• PASSAGE:

>>>

Future versions will support importing Kubernetes job descriptions and a declarative format for defining large-scale ensembles (e.g., 10k GPUs for LLM training).

Ensemble Constraints

Ensembles support user-defined constraints for precise control over deployments.

Supported Constraints (DMS v0.5)

  • Resource Constraints: Memory, cores, GPU details, etc.
  • Location Constraints: Specify or exclude certain regions, cities, or ISPs.
  • Edge Constraints: Define required bandwidth or latency between nodes.

Future Plans

Upcoming releases will add constraints for:

  • Contract existence
  • Price range
  • Explicit datacenter placement
  • Energy sources
  • Generalized graph-based constraint definitions

Ensemble Deployment

The deployment process determines how an ensemble is matched to available compute peers based on defined constraints.

Deployment is treated as a constraint satisfaction problem, where the orchestrator matches ensemble nodes to suitable provider peers.

Deployment Sequence Overview

  1. Initiate Deployment

    • The user invokes /dms/node/deployment/new on a DMS node (orchestrator host).
    • The orchestrator actor is created and assigned a unique ensemble ID.
    • The user can monitor progress and manage the ensemble using this ID.
  2. Request Bids

    • The orchestrator broadcasts /dms/deployment/request on the /nunet/deployment topic.
    • Provider nodes respond with bids if they match resource and capability requirements.
  3. Collect and Evaluate Bids

    • The orchestrator gathers bids within a timeout window.
    • If bids are incomplete, it rebroadcasts until all nodes have valid bids or the process times out.
  4. Constraint Evaluation

    • The orchestrator generates peer-to-node assignments and evaluates constraints (e.g., latency, bandwidth).
    • Invalid configurations are discarded.
  5. Commit Phase

    • Once a valid configuration is found, the orchestrator sends /dms/deployment/commit messages.
    • If any node fails to commit, the process reverts using /dms/deployment/revert.
  6. Provisioning

    • Allocations are provisioned via /dms/deployment/allocate.
    • VPN connections are established, IPs assigned, and workloads started.
  7. Supervision

    • Once active, the deployment is monitored continuously until shutdown or expiration.

In the future, users will be able to set deployment durations and enable features like auto-scaling and dynamic modification of running ensembles.

Ensemble Supervision

Once deployed, ensembles enter the supervision phase, where they are continuously monitored for:

  • Health status
  • Failures and restarts
  • Resource metrics

(Detailed documentation coming soon.)

<<<

• TASK DETAILS:
Could you take the passage on DMS ensemble constraints, deployment and supervision further, picking up after its final line?

• INFORMATION SUPPLIED:
>>>

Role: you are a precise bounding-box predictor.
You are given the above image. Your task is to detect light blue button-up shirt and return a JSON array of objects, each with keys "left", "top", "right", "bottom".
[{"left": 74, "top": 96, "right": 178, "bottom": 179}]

<<<

• ANSWER SPACE:
Deploying in the NuNet Network

Understanding the authorization flow helps ensure secure and efficient deployments.

Actors in the System

SymbolDescription
UThe user initiating the deployment
OThe orchestrator (runs inside a DMS instance)
NₒNode hosting the orchestrator
PᵢSet of provider nodes available for deployment
NₚᵢⱼIndividual DMS nodes owned by providers
AᵢAllocation actors for running workloads

Each actor has:

  • DID(x) — Decentralized Identifier
  • ID(x) — Ephemeral or persistent actor ID
  • Peer(x) — Peer ID
  • Root(x) — Root anchor of trust

Behaviors and Capabilities

To enable deployment, specific behaviors and capabilities must be authorized between actors.

Behavior Namespaces

InteractionNamespace
User → Orchestrator Node/dms/node/deployment
Orchestrator → Providers (broadcast)/dms/deployment/request via /nunet/deployment
Orchestrator → Providers (pinned nodes)/dms/deployment/request (unicast)
Provider → Orchestrator/dms/deployment/bid
Orchestrator → Providers (control)/dms/deployment
Orchestrator → Allocations/dms/allocation (dynamic)
Orchestrator → Ensemble Nodes/dms/ensemble/<ensemble-id> (dynamic)

Capability Requirements

ActorRequired CapabilityTarget
User/dms/node/deploymentOrchestrator Node
Orchestrator Node/dms/deploymentProvider Nodes
Provider Nodes/dms/deployment/bidOrchestrator

Security and Access Control

NuNet’s decentralized actor model enforces fine-grained security:

  • Orchestrators only run on authorized DMS instances.
  • Bid requests are accepted only by trusted providers.
  • Bids are validated based on user-granted permissions.

This ensures:

  • Tight access control between actors.
  • Secure peer-to-peer deployment.
  • Transparent orchestration across decentralized compute resources.